▶ _What the task requires_
Emit only the lines from the line containing "Q: For the photo above, point to the rear window, giving" through the last line of the entries, unchanged.
....
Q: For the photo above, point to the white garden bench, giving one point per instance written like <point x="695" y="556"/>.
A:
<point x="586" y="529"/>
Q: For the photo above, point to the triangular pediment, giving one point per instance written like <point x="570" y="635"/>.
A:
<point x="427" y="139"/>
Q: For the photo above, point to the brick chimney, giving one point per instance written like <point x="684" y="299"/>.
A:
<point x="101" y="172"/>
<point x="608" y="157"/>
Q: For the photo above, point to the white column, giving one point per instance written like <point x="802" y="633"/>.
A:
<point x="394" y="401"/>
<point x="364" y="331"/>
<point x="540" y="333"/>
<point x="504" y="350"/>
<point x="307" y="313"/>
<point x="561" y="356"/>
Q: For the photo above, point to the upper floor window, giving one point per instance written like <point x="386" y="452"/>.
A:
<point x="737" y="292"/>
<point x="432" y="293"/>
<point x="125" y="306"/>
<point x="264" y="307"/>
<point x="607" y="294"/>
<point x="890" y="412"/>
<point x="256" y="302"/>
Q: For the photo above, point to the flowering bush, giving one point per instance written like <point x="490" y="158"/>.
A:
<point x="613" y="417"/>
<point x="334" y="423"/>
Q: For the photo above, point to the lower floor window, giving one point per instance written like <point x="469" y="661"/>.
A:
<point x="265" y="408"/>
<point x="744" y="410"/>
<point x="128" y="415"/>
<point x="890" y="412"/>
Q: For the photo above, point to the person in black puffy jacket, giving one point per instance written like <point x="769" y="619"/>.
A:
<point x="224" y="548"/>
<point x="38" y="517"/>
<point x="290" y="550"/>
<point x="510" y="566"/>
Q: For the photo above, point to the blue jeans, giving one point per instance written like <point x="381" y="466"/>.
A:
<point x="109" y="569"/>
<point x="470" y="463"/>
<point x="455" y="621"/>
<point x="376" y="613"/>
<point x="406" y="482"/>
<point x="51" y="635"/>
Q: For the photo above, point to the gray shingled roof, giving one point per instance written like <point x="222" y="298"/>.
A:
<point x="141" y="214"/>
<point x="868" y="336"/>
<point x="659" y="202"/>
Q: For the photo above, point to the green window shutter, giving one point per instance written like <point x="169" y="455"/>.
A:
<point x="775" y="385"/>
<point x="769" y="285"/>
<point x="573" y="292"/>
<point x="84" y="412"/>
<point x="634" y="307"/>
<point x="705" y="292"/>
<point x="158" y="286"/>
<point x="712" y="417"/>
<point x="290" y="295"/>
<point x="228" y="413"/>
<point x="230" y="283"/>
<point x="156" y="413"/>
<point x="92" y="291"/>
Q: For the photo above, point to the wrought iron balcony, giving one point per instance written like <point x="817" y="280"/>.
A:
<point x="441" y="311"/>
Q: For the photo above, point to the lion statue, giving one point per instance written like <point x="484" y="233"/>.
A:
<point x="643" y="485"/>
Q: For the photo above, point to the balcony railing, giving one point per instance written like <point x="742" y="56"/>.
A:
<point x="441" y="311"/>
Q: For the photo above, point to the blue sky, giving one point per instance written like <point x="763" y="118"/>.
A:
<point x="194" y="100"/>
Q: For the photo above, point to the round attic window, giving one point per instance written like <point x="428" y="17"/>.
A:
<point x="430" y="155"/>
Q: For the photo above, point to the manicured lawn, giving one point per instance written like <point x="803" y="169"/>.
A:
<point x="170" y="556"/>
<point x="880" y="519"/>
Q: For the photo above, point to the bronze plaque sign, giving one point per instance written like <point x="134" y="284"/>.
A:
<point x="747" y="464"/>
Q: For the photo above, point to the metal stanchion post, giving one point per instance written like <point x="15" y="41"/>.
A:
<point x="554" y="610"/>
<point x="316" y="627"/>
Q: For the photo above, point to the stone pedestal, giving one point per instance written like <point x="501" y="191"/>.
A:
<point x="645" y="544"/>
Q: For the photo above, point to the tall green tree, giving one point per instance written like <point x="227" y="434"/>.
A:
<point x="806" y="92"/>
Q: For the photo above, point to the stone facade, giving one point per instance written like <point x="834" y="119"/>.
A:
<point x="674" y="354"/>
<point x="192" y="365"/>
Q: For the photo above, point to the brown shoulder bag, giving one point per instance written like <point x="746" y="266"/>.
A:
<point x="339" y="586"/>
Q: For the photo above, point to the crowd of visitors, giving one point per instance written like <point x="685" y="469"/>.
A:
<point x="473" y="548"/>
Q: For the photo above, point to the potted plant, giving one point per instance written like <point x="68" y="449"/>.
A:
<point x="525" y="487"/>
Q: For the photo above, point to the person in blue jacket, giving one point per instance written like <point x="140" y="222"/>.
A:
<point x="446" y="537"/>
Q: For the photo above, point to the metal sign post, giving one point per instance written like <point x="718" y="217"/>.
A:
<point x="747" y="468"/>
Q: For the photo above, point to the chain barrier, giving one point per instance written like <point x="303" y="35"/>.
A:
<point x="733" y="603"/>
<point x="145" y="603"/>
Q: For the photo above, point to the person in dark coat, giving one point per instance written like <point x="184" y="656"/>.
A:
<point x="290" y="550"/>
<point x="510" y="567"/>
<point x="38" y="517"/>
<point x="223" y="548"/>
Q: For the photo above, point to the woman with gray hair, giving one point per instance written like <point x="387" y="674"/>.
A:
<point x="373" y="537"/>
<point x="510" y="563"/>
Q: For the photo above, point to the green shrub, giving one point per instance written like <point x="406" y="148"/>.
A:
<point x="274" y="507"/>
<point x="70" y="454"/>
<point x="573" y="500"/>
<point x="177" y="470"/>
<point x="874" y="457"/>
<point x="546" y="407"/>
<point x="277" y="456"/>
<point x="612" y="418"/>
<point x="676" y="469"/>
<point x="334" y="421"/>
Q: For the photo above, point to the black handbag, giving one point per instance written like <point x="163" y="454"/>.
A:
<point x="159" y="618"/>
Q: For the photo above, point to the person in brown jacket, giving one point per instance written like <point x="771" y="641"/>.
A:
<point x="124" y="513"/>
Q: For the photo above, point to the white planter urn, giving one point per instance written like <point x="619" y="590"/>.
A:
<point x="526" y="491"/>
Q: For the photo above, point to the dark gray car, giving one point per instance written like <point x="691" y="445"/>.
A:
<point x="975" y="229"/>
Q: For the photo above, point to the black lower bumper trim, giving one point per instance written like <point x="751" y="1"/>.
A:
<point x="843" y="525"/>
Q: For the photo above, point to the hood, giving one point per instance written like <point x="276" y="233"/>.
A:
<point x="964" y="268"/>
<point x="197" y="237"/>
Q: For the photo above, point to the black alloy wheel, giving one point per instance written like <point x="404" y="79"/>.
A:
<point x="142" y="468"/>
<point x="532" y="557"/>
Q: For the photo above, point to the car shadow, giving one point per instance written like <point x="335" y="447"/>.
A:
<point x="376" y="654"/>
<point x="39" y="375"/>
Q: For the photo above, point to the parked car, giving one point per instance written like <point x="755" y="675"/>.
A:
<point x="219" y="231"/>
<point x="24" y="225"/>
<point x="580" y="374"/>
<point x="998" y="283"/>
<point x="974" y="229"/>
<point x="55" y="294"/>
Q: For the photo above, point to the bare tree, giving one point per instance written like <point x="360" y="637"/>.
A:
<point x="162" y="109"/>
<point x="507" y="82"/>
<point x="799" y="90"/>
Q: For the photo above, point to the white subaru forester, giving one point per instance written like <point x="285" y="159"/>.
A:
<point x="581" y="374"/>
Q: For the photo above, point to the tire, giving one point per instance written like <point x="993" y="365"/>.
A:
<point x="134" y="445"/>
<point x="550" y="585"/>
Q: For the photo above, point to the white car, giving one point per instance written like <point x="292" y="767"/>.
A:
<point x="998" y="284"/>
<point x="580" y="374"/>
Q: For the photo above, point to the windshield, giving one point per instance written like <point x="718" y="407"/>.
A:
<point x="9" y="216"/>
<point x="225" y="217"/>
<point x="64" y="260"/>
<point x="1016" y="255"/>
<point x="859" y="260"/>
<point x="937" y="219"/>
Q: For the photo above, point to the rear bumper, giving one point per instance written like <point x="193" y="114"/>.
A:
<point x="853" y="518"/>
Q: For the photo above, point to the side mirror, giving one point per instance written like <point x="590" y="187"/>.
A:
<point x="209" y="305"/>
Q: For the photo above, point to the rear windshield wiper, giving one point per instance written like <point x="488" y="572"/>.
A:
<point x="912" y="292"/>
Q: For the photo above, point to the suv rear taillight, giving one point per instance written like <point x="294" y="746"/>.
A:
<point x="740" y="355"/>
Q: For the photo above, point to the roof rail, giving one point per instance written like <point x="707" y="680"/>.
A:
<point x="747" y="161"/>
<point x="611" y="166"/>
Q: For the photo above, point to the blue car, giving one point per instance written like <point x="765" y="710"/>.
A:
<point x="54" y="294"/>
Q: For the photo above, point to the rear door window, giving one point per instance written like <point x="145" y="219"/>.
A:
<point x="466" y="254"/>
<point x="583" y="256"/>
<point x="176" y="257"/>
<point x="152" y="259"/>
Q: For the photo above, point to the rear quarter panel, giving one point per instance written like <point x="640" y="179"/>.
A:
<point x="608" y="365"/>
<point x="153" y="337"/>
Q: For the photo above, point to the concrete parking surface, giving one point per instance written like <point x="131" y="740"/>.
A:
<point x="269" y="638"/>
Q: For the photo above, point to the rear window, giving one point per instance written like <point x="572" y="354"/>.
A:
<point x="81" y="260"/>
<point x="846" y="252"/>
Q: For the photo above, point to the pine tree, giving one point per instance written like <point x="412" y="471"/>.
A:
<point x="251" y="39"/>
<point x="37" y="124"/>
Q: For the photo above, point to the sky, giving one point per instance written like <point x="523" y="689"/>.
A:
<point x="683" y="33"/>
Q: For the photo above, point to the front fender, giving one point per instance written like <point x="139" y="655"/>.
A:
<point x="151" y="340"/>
....
▶ _Solution_
Q: For the photo above, point to the rear window, giving one point per instance written like <point x="572" y="354"/>.
A:
<point x="81" y="260"/>
<point x="846" y="252"/>
Q: For the photo above, point to the pine tree, giving one point per instance written like <point x="412" y="471"/>.
A:
<point x="251" y="39"/>
<point x="37" y="124"/>
Q: For the photo above, point to the sky, giving one point per instance written like <point x="523" y="689"/>.
A:
<point x="683" y="33"/>
Q: For the photo above, point to the front fender, giving one point per instance written like <point x="139" y="655"/>.
A:
<point x="151" y="340"/>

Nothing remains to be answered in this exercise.